*What you need to do*
Copy out each line of the material that includes the word "balcony".

#### Data provided ####

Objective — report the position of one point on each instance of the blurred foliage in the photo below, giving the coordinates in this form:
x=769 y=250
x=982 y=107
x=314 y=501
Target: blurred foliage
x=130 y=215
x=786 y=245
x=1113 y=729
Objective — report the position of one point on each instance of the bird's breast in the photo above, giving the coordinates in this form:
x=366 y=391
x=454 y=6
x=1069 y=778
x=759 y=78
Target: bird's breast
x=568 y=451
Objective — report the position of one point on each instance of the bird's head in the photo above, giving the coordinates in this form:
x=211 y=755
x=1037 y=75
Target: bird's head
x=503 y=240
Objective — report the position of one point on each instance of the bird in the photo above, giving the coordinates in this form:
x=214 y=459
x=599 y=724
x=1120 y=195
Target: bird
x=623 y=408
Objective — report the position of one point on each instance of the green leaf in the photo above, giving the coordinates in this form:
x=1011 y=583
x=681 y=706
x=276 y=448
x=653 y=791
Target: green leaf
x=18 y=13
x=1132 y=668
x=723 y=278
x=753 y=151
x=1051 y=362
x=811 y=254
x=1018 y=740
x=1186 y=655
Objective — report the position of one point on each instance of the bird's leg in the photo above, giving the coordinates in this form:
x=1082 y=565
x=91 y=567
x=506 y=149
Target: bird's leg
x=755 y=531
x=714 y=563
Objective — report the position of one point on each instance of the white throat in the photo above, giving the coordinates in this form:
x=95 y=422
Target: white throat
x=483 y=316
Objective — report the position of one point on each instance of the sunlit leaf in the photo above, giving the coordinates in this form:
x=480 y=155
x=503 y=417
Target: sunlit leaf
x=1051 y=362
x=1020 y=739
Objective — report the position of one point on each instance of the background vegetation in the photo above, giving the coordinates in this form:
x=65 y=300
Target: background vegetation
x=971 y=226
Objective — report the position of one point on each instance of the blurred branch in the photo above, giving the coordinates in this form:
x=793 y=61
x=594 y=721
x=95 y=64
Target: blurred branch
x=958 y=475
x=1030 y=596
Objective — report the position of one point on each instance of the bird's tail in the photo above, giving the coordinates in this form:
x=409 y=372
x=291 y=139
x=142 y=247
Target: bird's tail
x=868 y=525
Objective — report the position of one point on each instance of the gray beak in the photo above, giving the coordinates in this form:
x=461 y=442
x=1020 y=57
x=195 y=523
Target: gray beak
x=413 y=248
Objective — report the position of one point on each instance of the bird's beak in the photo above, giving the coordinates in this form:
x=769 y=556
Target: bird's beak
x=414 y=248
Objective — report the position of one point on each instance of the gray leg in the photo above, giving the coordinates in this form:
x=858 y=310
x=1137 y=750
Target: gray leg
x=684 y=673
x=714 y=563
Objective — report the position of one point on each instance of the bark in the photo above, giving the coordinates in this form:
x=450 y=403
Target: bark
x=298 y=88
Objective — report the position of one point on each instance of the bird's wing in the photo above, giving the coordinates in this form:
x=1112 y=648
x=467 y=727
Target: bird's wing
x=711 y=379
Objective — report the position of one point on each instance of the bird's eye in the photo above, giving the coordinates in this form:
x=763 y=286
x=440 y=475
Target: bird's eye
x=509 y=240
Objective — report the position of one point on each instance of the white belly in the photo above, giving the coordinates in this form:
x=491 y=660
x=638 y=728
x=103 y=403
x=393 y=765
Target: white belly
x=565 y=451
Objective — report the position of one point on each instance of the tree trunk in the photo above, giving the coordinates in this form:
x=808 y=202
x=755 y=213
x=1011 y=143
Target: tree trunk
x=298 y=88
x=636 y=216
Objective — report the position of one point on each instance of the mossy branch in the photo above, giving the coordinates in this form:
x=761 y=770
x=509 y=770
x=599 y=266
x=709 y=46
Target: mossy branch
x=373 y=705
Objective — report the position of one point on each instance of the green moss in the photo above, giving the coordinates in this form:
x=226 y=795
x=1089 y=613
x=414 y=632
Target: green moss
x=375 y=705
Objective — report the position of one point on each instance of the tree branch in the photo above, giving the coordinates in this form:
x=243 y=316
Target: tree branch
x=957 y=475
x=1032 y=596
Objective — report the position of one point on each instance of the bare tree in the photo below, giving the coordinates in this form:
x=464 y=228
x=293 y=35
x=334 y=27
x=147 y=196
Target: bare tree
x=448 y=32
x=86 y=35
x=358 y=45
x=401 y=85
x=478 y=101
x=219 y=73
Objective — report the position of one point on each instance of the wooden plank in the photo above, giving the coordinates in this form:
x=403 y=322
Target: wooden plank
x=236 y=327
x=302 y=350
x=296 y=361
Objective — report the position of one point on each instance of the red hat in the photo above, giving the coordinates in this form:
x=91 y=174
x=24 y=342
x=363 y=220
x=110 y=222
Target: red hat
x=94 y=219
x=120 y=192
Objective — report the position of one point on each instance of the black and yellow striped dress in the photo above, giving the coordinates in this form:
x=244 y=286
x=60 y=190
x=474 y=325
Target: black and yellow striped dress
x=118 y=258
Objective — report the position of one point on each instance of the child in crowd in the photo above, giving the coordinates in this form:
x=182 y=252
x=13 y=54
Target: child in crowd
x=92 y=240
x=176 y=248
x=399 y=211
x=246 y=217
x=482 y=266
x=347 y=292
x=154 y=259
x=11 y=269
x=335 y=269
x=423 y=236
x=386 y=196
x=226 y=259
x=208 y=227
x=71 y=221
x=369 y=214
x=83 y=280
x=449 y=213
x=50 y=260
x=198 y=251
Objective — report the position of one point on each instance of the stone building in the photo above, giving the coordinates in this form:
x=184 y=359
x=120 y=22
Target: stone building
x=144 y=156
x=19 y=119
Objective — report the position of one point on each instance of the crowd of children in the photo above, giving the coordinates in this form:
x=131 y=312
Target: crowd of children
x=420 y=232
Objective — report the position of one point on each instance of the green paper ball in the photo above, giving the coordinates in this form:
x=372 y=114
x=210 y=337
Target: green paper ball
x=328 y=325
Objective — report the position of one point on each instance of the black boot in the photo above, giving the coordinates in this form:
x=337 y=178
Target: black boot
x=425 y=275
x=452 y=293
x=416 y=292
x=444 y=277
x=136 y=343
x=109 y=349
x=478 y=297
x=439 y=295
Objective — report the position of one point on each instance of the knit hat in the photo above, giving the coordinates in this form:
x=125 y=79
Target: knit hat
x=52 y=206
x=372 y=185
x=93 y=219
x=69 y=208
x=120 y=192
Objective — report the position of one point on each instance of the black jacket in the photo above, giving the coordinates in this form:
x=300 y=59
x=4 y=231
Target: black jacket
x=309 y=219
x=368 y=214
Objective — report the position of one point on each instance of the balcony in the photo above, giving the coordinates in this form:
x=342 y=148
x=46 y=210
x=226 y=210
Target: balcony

####

*Result for this task*
Objective — report the position of one point on each instance of the balcony in the photo above, giving the coordinates in this form:
Target: balcony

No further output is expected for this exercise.